Stadium in Ankara, Turkey

The Ankara 19 May Stadium (Ankara 19 Mayıs Stadyumu) was the main stadium of Ankara and was used by Gençlerbirliği and Ankaragücü as their home venue, until its closure in 2018. It was built in 1930 and is part of the 19 Mayıs Sports Complex, which is located in the Ulus district. The stadium had a capacity of 19,209 (all-seater). Ankaraspor also used the stadium until they moved to their new venue in the Yenikent district.

The stadium was named after the date 19 May 1919, when Mustafa Kemal Atatürk arrived at Samsun to start the Turkish War of Independence. Official ceremonies to celebrate the May 19th Youth and Sports Day were also held at the stadium.

In August 2018, demolition of the stadium began in order to make way for a new stadium to be built on the site.

==Original stadium==
The stadium was originally built from 1934 to 1936, designed by architect Paolo Vietti-Violi.

==Stadium reconstruction project==

The New Ankara 19 Mayıs Stadium, is a complete reconstruction project by the Ministry of Youth and Sport and the Ankara City Council. The stadium's project was first introduced to the Turkish press on February 4, 2010 but because many problems, delays and changes on project, the construction could only start mid of 2022.

The New Ankara Stadium will be located on the site of the current stadium.

It was planned to be completed by a façade with a structure consisting of geometric patterns inspired by traditional Turkish mosaic art and architecture.

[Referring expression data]
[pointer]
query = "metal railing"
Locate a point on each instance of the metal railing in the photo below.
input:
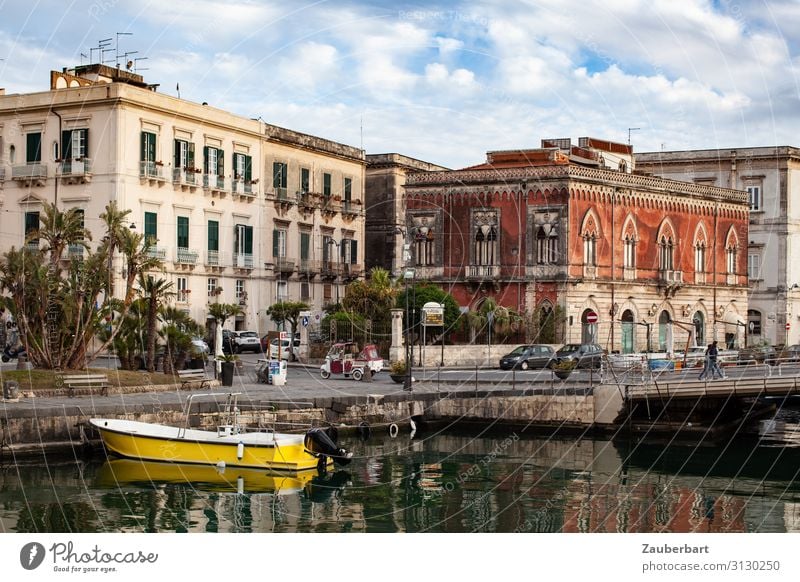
(151, 170)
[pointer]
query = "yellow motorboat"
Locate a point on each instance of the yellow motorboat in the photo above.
(122, 472)
(229, 446)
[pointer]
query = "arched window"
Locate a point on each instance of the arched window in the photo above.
(628, 335)
(753, 322)
(666, 248)
(699, 321)
(590, 236)
(665, 331)
(424, 246)
(731, 249)
(541, 246)
(700, 257)
(629, 258)
(486, 235)
(589, 333)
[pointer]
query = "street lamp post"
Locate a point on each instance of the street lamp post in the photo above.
(338, 268)
(408, 273)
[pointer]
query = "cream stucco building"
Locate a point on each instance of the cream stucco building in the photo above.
(771, 178)
(239, 210)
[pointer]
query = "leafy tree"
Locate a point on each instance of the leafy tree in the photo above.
(61, 306)
(422, 293)
(283, 311)
(154, 292)
(373, 298)
(221, 312)
(177, 331)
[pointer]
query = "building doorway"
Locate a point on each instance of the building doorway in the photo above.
(628, 342)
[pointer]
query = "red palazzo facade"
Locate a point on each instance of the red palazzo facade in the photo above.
(626, 260)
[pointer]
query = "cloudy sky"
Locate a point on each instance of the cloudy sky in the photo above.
(447, 81)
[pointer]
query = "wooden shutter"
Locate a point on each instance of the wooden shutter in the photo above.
(66, 145)
(213, 235)
(248, 240)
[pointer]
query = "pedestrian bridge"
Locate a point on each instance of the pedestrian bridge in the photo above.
(682, 389)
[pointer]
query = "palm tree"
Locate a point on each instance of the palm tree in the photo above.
(114, 219)
(59, 230)
(220, 312)
(154, 292)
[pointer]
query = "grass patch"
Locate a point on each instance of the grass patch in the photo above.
(46, 379)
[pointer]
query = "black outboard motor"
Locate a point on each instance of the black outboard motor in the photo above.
(319, 442)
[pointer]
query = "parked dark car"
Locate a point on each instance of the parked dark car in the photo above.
(586, 355)
(790, 354)
(758, 355)
(228, 341)
(529, 356)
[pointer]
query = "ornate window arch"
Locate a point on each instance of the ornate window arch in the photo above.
(485, 247)
(630, 236)
(731, 250)
(666, 246)
(700, 244)
(590, 233)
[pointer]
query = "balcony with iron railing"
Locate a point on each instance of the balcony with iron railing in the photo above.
(330, 269)
(185, 178)
(242, 188)
(483, 272)
(284, 265)
(428, 272)
(670, 277)
(159, 253)
(75, 252)
(153, 171)
(350, 208)
(33, 174)
(214, 183)
(213, 259)
(308, 268)
(77, 171)
(352, 270)
(185, 256)
(243, 260)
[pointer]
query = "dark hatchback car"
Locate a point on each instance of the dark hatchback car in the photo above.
(531, 356)
(586, 355)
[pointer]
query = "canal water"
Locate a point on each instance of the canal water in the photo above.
(436, 482)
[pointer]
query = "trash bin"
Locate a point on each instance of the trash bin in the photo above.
(277, 372)
(10, 390)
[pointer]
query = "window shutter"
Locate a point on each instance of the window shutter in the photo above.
(276, 175)
(151, 227)
(85, 134)
(248, 240)
(183, 232)
(33, 152)
(66, 145)
(213, 235)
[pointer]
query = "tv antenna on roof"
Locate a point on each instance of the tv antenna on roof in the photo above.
(116, 48)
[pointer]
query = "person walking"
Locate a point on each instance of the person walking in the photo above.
(706, 363)
(713, 361)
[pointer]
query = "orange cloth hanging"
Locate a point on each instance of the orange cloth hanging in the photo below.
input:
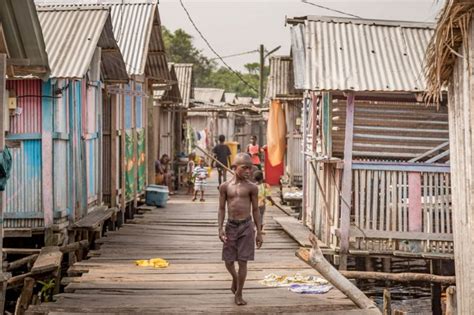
(276, 134)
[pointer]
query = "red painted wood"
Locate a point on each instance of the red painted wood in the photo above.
(415, 219)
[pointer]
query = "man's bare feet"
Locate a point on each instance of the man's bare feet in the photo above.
(239, 300)
(233, 288)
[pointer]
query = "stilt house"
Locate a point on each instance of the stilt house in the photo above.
(377, 173)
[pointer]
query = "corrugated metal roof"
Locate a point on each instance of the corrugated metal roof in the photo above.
(184, 74)
(23, 35)
(362, 55)
(208, 95)
(72, 33)
(244, 100)
(169, 94)
(137, 28)
(281, 81)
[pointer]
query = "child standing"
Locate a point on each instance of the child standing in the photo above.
(189, 172)
(264, 194)
(200, 175)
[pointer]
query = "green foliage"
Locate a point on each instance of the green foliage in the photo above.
(46, 292)
(206, 73)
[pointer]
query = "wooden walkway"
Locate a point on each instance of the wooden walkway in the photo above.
(185, 233)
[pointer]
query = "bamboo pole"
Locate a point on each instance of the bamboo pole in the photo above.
(213, 158)
(315, 259)
(398, 277)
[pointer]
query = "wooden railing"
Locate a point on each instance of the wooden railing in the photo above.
(401, 206)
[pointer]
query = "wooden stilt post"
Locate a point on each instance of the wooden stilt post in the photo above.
(346, 197)
(451, 306)
(387, 302)
(4, 276)
(436, 289)
(315, 259)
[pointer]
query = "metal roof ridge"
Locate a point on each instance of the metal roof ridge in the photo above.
(71, 7)
(361, 21)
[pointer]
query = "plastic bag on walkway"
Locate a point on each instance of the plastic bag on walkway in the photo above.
(154, 262)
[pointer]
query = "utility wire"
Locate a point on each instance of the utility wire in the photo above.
(239, 54)
(214, 51)
(329, 9)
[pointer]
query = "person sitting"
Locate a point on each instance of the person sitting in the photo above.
(200, 175)
(190, 171)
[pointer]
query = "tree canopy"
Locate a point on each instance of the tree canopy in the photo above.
(206, 72)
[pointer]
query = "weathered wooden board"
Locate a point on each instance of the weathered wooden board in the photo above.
(185, 234)
(49, 259)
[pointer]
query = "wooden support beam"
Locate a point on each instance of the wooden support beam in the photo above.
(21, 262)
(3, 69)
(415, 219)
(315, 259)
(398, 277)
(25, 298)
(451, 306)
(387, 302)
(346, 198)
(72, 247)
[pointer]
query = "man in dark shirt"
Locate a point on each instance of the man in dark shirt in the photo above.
(222, 153)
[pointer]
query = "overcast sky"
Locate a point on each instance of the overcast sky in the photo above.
(237, 26)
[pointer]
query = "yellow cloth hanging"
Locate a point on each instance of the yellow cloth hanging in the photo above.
(154, 262)
(276, 134)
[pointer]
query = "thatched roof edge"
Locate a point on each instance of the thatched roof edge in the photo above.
(451, 32)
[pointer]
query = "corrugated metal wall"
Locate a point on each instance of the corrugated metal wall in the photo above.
(23, 190)
(61, 160)
(140, 138)
(90, 113)
(106, 145)
(390, 129)
(294, 158)
(165, 132)
(28, 93)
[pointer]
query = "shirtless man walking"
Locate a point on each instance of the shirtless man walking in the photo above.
(238, 236)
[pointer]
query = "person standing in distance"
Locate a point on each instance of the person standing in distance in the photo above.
(222, 154)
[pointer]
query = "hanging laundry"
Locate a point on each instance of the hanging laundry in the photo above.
(276, 134)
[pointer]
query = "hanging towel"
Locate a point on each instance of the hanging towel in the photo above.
(276, 134)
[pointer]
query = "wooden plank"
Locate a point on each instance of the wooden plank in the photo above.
(95, 218)
(375, 201)
(296, 230)
(114, 159)
(21, 251)
(135, 147)
(123, 166)
(414, 199)
(49, 259)
(47, 155)
(401, 167)
(429, 152)
(3, 66)
(25, 298)
(400, 235)
(381, 225)
(347, 181)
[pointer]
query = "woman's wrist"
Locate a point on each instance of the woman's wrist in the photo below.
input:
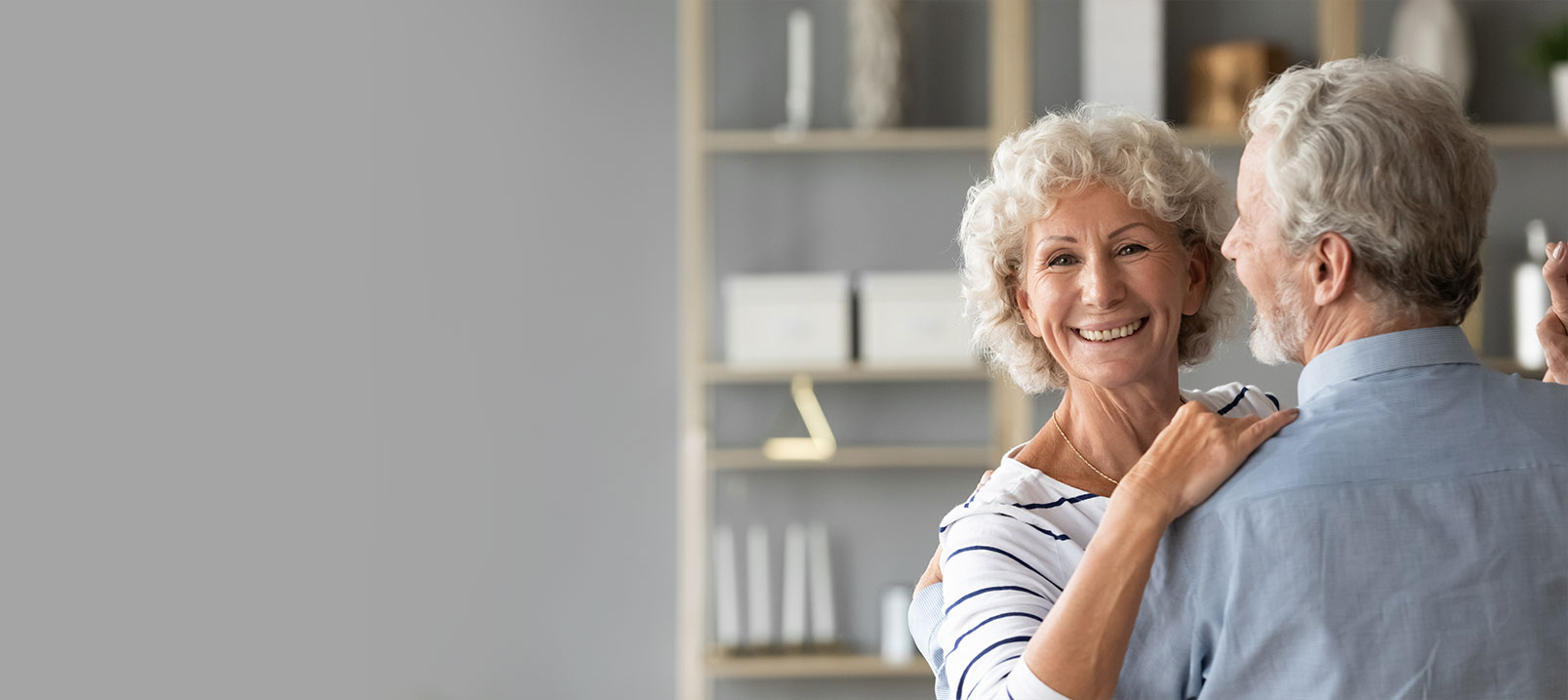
(1145, 501)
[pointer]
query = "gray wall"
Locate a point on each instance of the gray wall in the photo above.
(339, 349)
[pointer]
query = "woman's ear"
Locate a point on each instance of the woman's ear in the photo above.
(1196, 278)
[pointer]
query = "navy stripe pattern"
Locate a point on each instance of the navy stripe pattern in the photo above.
(991, 591)
(989, 619)
(965, 676)
(1054, 536)
(1232, 402)
(1002, 553)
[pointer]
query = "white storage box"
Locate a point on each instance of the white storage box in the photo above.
(913, 319)
(787, 320)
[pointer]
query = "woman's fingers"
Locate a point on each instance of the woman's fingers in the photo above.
(1257, 433)
(1555, 271)
(1552, 333)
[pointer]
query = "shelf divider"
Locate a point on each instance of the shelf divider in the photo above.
(814, 666)
(863, 457)
(723, 374)
(845, 140)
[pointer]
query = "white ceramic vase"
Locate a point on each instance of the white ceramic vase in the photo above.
(1433, 35)
(1560, 95)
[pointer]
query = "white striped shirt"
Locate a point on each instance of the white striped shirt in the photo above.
(1007, 555)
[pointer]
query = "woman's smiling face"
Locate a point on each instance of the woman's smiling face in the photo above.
(1105, 286)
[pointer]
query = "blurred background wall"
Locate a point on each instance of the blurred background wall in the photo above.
(339, 349)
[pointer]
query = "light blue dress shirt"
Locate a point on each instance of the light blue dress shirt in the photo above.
(1405, 537)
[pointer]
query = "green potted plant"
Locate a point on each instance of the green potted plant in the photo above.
(1548, 56)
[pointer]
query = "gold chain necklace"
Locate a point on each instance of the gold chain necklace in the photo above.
(1081, 454)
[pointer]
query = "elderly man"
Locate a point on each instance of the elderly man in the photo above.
(1408, 534)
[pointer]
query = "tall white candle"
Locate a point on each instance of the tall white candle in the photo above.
(726, 599)
(792, 619)
(797, 98)
(824, 628)
(759, 620)
(1123, 54)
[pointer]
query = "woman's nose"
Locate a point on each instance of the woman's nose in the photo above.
(1103, 284)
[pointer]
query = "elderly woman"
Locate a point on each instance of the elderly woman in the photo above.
(1092, 263)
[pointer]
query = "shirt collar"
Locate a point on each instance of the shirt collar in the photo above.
(1382, 353)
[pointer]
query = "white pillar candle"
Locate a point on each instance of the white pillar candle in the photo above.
(726, 601)
(797, 100)
(824, 628)
(759, 620)
(792, 619)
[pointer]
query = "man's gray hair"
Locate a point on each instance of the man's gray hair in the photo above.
(1382, 154)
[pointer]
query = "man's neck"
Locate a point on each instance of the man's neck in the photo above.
(1352, 320)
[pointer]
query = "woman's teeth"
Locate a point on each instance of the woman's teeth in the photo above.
(1110, 335)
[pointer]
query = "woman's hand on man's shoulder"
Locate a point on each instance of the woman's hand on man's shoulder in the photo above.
(1193, 456)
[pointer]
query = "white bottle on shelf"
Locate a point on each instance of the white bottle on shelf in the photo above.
(898, 643)
(1531, 299)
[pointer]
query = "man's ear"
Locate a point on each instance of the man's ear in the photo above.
(1332, 263)
(1196, 278)
(1021, 296)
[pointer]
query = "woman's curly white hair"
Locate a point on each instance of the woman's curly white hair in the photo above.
(1059, 157)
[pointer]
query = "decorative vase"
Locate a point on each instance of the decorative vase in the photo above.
(1560, 93)
(875, 80)
(1433, 35)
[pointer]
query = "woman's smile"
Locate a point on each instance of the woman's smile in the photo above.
(1103, 335)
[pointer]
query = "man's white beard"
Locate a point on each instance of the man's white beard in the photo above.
(1278, 335)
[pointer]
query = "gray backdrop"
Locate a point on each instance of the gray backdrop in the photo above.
(341, 341)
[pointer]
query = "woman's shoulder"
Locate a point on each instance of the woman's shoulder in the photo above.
(1025, 500)
(1234, 399)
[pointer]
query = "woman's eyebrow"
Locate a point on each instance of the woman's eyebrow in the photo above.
(1108, 235)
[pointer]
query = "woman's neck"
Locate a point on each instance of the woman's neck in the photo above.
(1110, 429)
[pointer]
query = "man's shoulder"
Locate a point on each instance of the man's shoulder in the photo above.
(1435, 426)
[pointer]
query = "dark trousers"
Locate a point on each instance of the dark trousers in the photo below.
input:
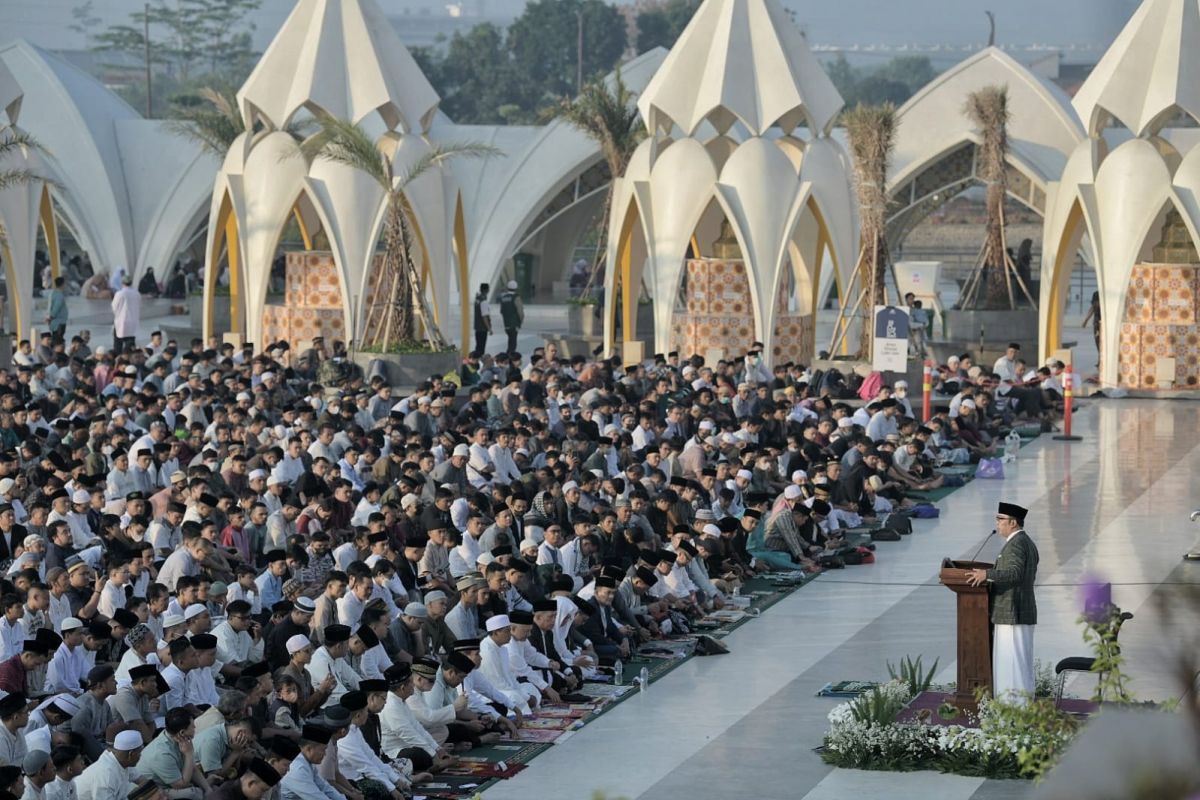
(421, 759)
(123, 343)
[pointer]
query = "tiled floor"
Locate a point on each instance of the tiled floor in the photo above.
(744, 725)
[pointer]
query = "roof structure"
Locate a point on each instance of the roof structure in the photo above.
(741, 61)
(129, 188)
(340, 58)
(1147, 76)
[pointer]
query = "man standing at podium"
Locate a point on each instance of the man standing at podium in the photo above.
(1014, 611)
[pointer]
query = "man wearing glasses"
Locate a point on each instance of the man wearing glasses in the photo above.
(1014, 611)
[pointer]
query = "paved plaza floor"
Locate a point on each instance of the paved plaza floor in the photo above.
(744, 725)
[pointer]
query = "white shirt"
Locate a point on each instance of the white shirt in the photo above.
(323, 665)
(357, 761)
(480, 459)
(505, 468)
(59, 609)
(129, 661)
(250, 595)
(111, 599)
(126, 314)
(373, 662)
(235, 645)
(12, 638)
(66, 669)
(527, 662)
(400, 729)
(105, 780)
(495, 667)
(463, 557)
(304, 782)
(177, 683)
(289, 469)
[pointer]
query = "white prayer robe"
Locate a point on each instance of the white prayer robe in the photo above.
(304, 782)
(322, 665)
(400, 729)
(527, 662)
(105, 780)
(66, 669)
(495, 666)
(357, 761)
(1012, 662)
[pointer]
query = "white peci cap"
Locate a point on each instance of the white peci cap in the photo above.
(298, 643)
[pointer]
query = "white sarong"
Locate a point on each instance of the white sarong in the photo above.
(1012, 662)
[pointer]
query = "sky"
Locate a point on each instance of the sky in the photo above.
(1077, 26)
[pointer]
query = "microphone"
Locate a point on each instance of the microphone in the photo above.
(985, 540)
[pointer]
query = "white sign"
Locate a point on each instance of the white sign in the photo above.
(891, 349)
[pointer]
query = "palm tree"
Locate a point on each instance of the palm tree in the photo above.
(400, 300)
(607, 114)
(871, 133)
(13, 143)
(988, 109)
(214, 122)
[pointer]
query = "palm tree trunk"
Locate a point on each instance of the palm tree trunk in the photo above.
(997, 293)
(395, 260)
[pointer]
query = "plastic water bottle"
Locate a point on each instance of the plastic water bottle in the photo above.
(1012, 445)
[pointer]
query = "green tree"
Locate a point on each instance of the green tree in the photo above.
(192, 43)
(477, 77)
(12, 145)
(400, 299)
(893, 82)
(544, 46)
(663, 24)
(609, 115)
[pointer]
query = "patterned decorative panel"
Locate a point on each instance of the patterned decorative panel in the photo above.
(1161, 323)
(1140, 296)
(311, 280)
(719, 314)
(312, 299)
(795, 338)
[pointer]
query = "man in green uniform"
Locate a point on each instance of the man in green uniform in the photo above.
(1014, 611)
(513, 313)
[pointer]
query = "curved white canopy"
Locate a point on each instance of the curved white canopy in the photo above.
(342, 58)
(1149, 74)
(741, 60)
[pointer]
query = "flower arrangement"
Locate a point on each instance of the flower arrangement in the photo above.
(1013, 740)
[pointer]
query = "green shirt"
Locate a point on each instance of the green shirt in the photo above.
(162, 761)
(211, 746)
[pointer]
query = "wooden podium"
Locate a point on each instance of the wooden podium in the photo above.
(975, 630)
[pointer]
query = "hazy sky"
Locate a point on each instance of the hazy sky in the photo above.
(1072, 25)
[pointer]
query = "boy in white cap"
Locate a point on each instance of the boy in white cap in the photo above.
(496, 667)
(109, 776)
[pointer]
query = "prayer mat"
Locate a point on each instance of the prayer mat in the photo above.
(481, 770)
(538, 735)
(846, 689)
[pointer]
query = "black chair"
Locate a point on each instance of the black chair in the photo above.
(1085, 663)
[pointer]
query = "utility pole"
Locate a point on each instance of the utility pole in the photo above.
(579, 50)
(145, 36)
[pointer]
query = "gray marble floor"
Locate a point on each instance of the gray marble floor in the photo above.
(1114, 506)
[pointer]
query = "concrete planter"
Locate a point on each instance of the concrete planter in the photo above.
(582, 320)
(963, 332)
(408, 368)
(222, 319)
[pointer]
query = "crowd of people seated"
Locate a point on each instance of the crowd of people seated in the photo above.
(223, 578)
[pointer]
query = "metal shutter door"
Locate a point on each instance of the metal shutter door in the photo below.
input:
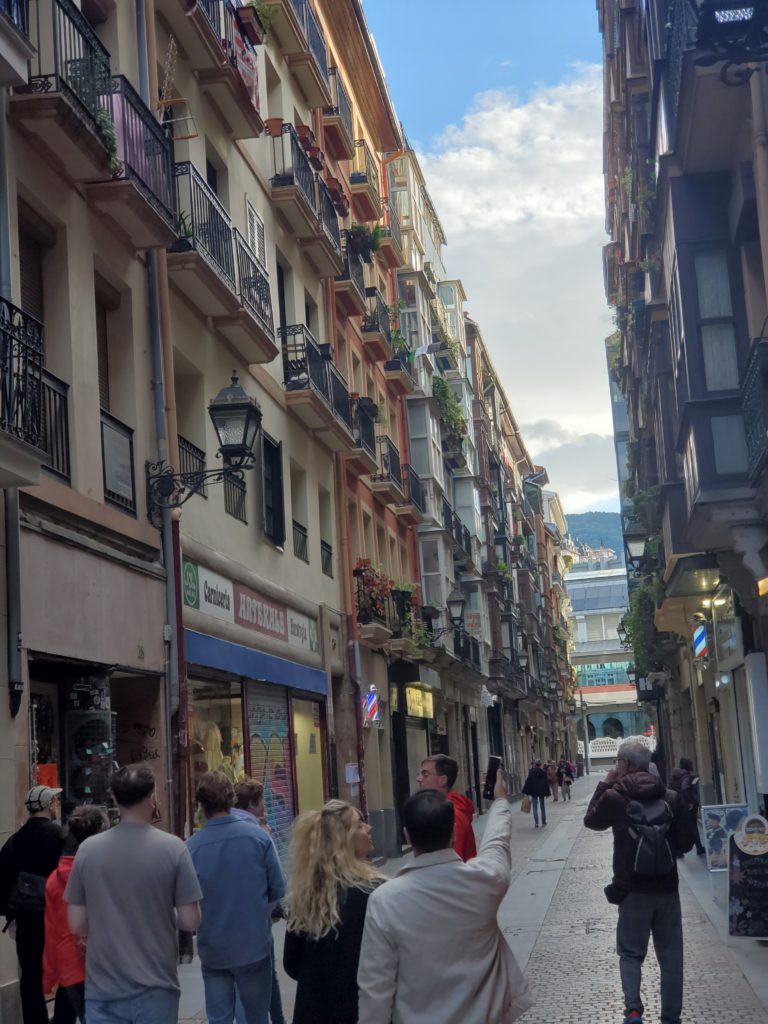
(271, 761)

ACTIVITY -
Give back the full text about the Ankara 19 May Stadium, word for word with nothing changed.

ANSWER TO THIS TASK -
Stadium in Ankara, Turkey

The Ankara 19 May Stadium (Ankara 19 Mayıs Stadyumu) was the main stadium of Ankara and was used by Gençlerbirliği and Ankaragücü as their home venue, until its closure in 2018. It was built in 1930 and is part of the 19 Mayıs Sports Complex, which is located in the Ulus district. The stadium had a capacity of 19,209 (all-seater). Ankaraspor also used the stadium until they moved to their new venue in the Yenikent district.

The stadium was named after the date 19 May 1919, when Mustafa Kemal Atatürk arrived at Samsun to start the Turkish War of Independence. Official ceremonies to celebrate the May 19th Youth and Sports Day were also held at the stadium.

In August 2018, demolition of the stadium began in order to make way for a new stadium to be built on the site.

==Original stadium==
The stadium was originally built from 1934 to 1936, designed by architect Paolo Vietti-Violi.

==Stadium reconstruction project==

The New Ankara 19 Mayıs Stadium, is a complete reconstruction project by the Ministry of Youth and Sport and the Ankara City Council. The stadium's project was first introduced to the Turkish press on February 4, 2010 but because many problems, delays and changes on project, the construction could only start mid of 2022.

The New Ankara Stadium will be located on the site of the current stadium.

It was planned to be completed by a façade with a structure consisting of geometric patterns inspired by traditional Turkish mosaic art and architecture.